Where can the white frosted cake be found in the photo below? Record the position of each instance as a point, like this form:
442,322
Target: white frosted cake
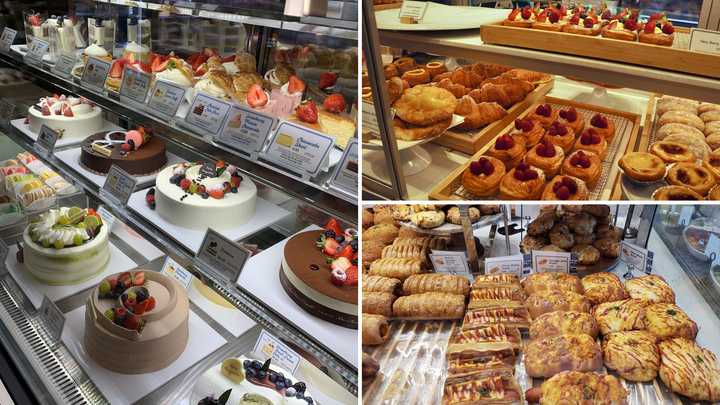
72,117
201,196
250,382
66,246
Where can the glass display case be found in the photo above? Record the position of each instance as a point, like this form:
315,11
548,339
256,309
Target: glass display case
162,166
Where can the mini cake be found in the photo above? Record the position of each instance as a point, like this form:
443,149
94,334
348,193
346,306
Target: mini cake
328,291
249,382
66,246
135,151
72,117
136,322
201,196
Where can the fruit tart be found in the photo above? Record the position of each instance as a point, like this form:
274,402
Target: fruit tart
508,149
482,177
584,165
528,129
560,135
693,176
544,114
591,141
571,118
546,156
642,166
566,188
603,126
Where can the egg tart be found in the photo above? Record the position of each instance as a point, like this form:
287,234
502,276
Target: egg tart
584,165
546,157
565,188
508,149
482,177
591,141
544,114
642,166
693,176
603,126
672,152
560,135
524,182
571,118
676,193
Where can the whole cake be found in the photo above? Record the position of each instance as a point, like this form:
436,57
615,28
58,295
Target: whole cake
66,246
203,195
135,151
319,272
249,382
136,322
72,117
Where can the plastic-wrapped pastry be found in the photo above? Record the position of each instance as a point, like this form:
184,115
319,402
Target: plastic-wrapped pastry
430,306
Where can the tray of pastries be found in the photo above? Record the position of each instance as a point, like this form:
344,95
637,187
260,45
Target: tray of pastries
556,150
681,160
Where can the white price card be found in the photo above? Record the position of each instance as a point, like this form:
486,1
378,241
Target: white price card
36,50
173,269
273,348
119,185
246,130
450,262
636,257
345,177
64,65
221,257
135,85
298,149
7,38
53,318
207,114
165,99
94,74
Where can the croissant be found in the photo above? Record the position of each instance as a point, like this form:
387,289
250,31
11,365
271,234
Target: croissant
430,306
381,284
378,303
446,283
396,268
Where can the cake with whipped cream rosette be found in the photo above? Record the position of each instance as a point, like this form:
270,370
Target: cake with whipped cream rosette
66,246
203,195
71,117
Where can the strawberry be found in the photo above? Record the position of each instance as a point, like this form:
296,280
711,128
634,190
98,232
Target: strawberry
307,112
334,103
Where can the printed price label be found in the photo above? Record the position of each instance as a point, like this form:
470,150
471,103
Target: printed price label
299,149
95,73
7,38
53,318
63,67
36,50
246,130
268,346
119,184
207,114
636,258
135,85
166,98
223,258
171,268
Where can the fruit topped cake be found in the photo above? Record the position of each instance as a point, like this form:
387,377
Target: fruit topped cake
66,246
136,322
135,151
323,281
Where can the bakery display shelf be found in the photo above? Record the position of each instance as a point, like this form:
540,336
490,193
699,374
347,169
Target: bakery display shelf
627,129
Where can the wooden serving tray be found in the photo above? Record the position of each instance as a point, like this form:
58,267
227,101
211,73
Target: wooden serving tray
608,186
677,57
471,141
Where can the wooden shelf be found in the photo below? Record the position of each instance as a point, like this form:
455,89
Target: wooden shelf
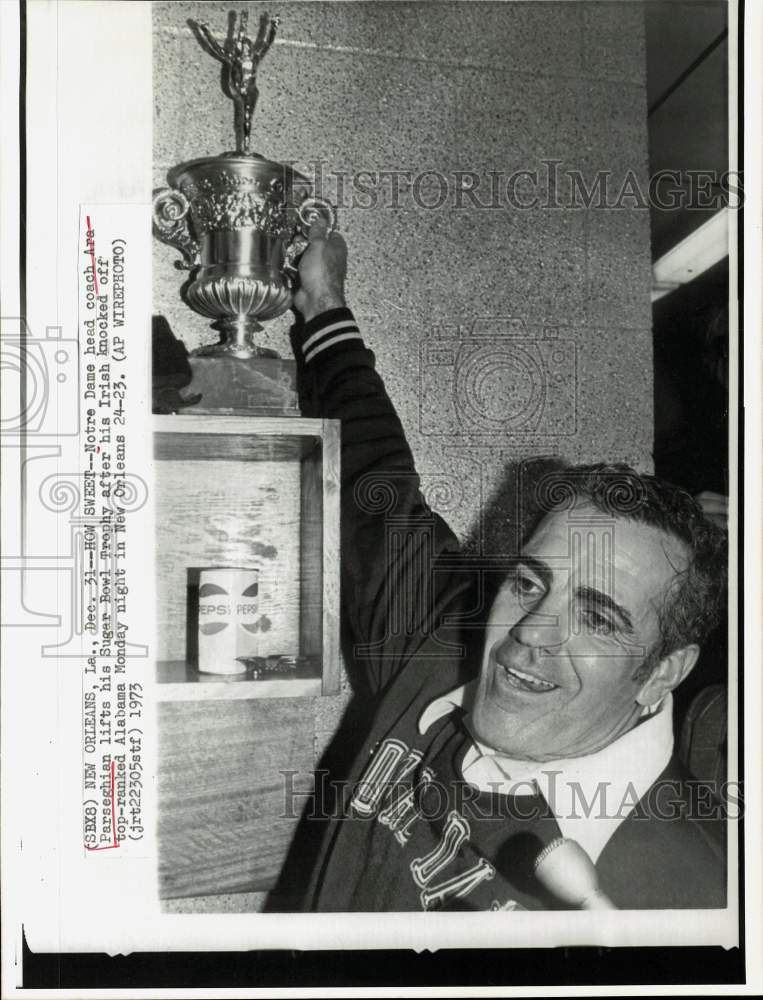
177,681
260,492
· · · · · · ·
-- What is needed --
Please say how many lines in the records above contain the word "below", giving the number alone.

-- Answer area --
2